>> Begin DATA LINES

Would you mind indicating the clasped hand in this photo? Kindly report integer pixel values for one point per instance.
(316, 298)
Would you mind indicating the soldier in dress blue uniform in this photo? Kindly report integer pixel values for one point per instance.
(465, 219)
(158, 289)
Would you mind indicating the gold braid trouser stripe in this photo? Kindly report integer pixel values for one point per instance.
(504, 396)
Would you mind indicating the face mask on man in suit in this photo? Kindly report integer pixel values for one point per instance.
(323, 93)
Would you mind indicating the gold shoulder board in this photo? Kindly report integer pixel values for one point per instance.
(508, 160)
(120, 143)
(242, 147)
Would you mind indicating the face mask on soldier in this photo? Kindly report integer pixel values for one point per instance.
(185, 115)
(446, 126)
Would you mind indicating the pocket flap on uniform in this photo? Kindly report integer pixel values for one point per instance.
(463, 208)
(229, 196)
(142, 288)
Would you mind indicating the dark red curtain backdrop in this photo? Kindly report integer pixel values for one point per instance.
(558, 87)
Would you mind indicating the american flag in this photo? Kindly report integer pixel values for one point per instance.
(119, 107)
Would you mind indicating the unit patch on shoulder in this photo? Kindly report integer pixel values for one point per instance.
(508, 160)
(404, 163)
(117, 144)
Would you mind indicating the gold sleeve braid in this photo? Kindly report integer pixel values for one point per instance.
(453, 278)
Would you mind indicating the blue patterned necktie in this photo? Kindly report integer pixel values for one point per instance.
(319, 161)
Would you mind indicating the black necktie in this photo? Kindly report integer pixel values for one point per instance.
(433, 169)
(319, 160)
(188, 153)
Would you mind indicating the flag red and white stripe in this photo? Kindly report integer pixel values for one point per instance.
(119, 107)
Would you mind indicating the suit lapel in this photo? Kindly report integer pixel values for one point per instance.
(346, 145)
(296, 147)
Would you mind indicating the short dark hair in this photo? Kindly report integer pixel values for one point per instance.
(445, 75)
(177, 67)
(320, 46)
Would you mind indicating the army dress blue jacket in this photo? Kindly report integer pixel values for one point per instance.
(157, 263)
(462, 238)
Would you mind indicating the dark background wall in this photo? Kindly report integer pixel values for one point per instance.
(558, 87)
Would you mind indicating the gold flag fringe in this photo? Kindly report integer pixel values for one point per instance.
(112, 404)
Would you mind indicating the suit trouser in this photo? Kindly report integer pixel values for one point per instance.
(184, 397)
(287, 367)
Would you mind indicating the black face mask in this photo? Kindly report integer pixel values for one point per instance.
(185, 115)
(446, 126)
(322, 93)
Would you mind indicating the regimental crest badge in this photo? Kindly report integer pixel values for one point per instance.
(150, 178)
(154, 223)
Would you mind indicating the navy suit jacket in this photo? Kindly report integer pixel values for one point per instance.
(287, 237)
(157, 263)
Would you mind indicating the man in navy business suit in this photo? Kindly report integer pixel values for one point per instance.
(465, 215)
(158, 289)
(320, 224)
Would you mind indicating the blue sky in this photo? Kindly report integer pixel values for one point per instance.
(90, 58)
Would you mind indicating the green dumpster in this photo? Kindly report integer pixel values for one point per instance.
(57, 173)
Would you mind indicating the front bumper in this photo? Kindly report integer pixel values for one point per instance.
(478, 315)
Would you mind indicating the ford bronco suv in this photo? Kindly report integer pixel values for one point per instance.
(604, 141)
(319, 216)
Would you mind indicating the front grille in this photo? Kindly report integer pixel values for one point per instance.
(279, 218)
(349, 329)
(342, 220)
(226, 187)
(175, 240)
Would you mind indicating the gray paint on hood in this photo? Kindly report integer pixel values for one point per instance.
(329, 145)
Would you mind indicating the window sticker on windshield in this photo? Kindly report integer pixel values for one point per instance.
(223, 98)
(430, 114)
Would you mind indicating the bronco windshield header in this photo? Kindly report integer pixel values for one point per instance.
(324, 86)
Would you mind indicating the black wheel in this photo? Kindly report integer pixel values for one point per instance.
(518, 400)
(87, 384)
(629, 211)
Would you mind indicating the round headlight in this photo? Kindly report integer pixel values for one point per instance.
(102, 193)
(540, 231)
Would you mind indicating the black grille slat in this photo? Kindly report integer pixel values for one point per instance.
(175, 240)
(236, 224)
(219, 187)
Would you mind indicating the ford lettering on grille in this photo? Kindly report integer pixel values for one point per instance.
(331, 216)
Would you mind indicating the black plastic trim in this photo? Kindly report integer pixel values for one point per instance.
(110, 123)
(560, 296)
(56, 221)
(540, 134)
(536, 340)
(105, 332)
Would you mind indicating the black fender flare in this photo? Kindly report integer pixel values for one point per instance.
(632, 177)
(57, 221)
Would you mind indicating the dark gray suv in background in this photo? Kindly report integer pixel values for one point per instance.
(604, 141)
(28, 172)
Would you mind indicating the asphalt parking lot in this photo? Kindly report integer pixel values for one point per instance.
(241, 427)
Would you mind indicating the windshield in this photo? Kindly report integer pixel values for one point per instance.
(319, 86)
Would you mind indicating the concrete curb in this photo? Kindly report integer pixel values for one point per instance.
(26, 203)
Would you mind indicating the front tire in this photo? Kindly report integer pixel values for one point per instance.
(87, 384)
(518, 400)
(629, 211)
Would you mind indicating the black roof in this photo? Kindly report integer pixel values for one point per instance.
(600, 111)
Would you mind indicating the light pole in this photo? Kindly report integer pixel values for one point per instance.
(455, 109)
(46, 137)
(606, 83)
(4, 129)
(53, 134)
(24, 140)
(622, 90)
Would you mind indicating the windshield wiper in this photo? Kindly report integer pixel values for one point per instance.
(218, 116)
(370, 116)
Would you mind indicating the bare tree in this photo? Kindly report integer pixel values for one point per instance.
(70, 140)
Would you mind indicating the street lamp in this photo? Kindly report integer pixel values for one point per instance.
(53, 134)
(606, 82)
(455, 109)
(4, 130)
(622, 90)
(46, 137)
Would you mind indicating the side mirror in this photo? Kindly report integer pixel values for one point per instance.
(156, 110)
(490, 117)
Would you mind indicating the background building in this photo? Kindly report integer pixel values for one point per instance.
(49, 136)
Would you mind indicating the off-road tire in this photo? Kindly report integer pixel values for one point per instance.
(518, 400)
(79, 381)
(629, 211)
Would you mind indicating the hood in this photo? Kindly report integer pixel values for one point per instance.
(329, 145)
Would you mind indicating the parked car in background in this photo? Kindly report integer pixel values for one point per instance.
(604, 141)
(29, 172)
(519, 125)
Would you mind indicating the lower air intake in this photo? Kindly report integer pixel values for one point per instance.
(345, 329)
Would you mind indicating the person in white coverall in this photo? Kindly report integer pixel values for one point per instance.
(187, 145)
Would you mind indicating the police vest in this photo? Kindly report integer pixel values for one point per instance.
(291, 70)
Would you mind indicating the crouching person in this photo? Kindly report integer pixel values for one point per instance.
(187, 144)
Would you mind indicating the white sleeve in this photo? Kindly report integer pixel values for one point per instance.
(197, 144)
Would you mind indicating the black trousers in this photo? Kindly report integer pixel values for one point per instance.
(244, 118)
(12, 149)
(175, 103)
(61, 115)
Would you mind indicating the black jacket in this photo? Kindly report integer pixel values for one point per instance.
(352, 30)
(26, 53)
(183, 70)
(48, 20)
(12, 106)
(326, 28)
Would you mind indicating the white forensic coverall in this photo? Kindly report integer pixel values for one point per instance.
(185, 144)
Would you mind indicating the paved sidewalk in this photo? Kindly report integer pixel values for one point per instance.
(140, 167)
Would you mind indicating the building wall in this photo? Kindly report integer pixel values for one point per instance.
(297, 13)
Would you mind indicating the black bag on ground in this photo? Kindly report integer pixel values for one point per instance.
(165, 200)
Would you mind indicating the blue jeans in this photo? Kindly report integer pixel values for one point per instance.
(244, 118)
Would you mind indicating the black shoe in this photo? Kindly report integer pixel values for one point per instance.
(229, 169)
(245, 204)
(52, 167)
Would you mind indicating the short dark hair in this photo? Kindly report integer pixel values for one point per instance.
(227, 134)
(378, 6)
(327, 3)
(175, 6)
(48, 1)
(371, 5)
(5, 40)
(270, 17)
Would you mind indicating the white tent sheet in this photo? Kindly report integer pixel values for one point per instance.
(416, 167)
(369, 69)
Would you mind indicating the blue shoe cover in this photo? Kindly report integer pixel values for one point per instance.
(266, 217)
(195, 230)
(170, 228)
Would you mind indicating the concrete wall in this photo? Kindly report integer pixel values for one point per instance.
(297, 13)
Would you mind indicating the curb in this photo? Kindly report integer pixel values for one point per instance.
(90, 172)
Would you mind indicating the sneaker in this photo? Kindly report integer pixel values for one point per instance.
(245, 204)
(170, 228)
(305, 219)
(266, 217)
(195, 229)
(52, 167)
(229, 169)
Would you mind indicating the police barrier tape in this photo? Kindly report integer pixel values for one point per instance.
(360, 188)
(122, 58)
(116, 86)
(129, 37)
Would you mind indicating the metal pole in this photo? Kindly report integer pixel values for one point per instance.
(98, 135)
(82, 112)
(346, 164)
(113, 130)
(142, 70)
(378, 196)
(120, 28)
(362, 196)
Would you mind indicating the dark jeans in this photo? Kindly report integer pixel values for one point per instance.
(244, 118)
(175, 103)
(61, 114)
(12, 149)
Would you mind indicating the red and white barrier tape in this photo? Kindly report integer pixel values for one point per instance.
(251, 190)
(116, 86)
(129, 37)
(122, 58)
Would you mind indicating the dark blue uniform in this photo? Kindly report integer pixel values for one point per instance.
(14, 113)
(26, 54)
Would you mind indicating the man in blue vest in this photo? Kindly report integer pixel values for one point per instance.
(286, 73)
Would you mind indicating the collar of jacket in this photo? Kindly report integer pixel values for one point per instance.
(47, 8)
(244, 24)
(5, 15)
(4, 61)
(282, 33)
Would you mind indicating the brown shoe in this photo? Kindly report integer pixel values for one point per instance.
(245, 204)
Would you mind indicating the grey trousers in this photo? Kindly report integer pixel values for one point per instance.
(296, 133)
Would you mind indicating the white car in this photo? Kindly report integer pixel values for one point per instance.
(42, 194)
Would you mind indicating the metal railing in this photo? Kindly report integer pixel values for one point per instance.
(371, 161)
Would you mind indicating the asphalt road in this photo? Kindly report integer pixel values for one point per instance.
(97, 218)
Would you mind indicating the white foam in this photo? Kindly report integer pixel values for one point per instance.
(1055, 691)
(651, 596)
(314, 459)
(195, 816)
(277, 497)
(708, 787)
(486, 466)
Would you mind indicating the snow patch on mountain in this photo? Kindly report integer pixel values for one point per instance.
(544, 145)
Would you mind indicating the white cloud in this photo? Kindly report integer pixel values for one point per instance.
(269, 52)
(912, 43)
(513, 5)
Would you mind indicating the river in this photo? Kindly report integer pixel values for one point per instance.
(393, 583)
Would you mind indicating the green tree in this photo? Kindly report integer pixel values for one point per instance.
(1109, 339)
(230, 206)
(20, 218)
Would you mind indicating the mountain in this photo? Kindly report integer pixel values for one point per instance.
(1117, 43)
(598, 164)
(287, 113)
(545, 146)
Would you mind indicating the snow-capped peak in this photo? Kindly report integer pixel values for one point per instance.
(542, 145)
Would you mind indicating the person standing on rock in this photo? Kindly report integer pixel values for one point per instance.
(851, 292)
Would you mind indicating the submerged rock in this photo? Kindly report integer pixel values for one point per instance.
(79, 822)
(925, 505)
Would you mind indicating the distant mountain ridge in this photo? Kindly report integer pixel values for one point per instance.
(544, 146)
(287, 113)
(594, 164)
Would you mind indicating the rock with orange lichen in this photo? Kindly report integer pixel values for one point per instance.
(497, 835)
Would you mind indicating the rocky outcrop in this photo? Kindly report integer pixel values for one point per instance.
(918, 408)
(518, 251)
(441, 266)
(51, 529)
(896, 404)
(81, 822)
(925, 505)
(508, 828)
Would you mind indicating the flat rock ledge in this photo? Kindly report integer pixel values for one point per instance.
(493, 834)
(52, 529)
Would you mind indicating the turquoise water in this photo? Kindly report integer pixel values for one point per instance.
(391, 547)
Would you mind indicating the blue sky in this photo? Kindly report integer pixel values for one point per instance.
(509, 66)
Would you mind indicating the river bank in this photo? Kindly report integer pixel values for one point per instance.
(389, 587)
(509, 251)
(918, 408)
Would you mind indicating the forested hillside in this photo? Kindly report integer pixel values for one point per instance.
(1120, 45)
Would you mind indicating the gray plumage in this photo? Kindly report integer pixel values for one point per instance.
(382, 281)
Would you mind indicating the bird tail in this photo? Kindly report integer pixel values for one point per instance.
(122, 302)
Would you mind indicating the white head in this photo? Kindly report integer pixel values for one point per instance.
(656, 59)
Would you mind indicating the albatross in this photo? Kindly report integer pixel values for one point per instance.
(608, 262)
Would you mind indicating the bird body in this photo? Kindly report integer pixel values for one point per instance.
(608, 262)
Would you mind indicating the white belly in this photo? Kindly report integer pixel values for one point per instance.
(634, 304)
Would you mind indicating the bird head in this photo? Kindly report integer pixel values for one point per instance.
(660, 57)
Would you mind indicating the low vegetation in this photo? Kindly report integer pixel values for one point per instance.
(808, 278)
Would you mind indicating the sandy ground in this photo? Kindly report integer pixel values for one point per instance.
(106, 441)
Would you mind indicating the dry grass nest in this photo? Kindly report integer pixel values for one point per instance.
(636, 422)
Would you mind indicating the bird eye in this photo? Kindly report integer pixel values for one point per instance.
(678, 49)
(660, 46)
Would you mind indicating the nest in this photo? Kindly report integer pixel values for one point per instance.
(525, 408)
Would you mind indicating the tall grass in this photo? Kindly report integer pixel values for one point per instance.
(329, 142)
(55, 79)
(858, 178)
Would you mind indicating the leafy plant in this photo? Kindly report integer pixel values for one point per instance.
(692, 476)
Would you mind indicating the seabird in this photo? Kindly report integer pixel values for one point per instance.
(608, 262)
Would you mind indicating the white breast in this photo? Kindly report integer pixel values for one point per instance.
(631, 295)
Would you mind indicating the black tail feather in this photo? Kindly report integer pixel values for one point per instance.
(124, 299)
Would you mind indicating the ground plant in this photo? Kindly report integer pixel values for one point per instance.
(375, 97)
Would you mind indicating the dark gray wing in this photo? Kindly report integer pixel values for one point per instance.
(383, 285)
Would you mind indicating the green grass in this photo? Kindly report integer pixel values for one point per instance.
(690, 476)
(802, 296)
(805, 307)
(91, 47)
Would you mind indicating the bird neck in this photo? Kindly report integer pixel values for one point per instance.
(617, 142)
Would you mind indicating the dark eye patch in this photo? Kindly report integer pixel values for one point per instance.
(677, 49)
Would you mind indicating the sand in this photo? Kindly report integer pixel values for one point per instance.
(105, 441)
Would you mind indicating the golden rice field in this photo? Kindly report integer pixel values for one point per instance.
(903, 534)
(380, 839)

>> End DATA LINES

* _WHAT THE EXERCISE ASKS_:
Copy exactly the line containing "Would you mind indicating the sandy" and every line after it, ending with the last line of the records above.

* _REPLY_:
Would you mind indicating the sandy ground in this photo? Kindly report integer pixel values for one point per instance.
(106, 441)
Would you mind indicating the dry grass nest in this photo? Kindly report integer pixel values for one point per instance.
(636, 422)
Would you mind indicating the bird eye in this photo? Kindly report integer pixel values for one point per instance.
(678, 49)
(660, 46)
Would you mind indicating the nest in this photo? Kindly report integer pixel values for one point per instance.
(525, 408)
Would you mind indicating the tall grass in this photo? Kindly report integer pixel values for one point per instance.
(329, 142)
(55, 79)
(858, 178)
Would you mind indicating the leafy plant in this photo? Kindly report integer pixel values for one point per instance.
(692, 476)
Would you mind indicating the seabird in this photo? Kindly report integer pixel values for one point per instance.
(608, 262)
Would you mind indicating the white breast in this photo? Kindly report integer pixel values for one point per instance.
(631, 295)
Would you mind indicating the black tail feather in this photo? Kindly report integer pixel values for one point per instance.
(124, 299)
Would you mind indicating the ground plant in this photo? Kindly report integer pixel values for one point per instance.
(375, 97)
Would you mind indicating the dark gray wing in this photo? Kindly report integer pixel values for one point per instance.
(383, 285)
Would you mind indicating the green grass in this photo? Kindly report integer pixel values for one point per instance.
(690, 476)
(802, 296)
(805, 307)
(91, 47)
Would you mind indicating the bird neck in this photo? Kindly report integer pixel values for one point per instance.
(617, 142)
Would you mind indicating the dark eye patch in this photo? Kindly report integer pixel values for one point per instance.
(677, 49)
Would you mind indicating the sand in this photo? Kindly report integer pixel values for one point per instance.
(105, 441)
Would you mind indicating the golden rice field in this photo? Kindly report integer pixel values for one point per instance.
(903, 534)
(380, 839)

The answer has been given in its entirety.